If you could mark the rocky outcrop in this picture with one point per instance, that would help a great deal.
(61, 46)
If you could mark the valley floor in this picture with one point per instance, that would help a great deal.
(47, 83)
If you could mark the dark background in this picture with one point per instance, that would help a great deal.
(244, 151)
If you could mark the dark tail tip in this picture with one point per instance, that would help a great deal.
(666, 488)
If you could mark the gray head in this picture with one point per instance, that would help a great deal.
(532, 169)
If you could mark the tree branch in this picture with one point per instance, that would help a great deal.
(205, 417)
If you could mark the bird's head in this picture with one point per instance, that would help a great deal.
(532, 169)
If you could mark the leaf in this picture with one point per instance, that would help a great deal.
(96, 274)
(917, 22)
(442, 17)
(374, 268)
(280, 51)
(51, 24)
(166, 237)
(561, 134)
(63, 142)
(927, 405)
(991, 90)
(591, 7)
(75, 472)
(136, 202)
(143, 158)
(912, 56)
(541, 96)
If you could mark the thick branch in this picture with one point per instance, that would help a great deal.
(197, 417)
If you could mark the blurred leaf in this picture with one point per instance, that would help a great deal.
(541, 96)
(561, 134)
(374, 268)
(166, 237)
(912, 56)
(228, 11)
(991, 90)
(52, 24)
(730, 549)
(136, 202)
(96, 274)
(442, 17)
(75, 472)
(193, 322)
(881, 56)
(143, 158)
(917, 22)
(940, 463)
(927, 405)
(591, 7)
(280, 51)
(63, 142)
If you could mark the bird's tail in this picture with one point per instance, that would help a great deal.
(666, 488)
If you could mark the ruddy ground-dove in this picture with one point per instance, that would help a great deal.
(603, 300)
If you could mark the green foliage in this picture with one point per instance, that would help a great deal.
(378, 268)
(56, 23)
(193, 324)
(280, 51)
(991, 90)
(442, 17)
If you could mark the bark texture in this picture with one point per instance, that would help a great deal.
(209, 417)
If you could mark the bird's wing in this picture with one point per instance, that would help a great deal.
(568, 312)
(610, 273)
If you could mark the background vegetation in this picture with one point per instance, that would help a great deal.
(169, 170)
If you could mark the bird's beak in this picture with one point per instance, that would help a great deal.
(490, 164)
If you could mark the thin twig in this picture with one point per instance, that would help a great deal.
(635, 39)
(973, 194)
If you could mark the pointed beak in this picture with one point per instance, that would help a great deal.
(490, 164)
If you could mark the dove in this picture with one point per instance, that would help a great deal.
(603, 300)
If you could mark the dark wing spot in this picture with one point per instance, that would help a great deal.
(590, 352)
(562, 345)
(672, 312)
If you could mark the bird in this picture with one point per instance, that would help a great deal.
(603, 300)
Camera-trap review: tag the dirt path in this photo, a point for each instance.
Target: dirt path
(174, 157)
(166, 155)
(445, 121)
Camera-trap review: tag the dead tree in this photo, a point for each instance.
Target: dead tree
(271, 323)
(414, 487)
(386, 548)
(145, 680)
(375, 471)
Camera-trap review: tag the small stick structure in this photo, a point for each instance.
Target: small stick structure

**What the task requires**
Go through the records above and return each line in which the word "photo" occurs.

**Result of this task**
Camera-trap review: tag the dirt path in this photo, a point for each instance.
Camera-trap review: tag the dead tree in this photo, a point for each instance.
Camera-trap review: tag the small stick structure in this photo, a point for each instance.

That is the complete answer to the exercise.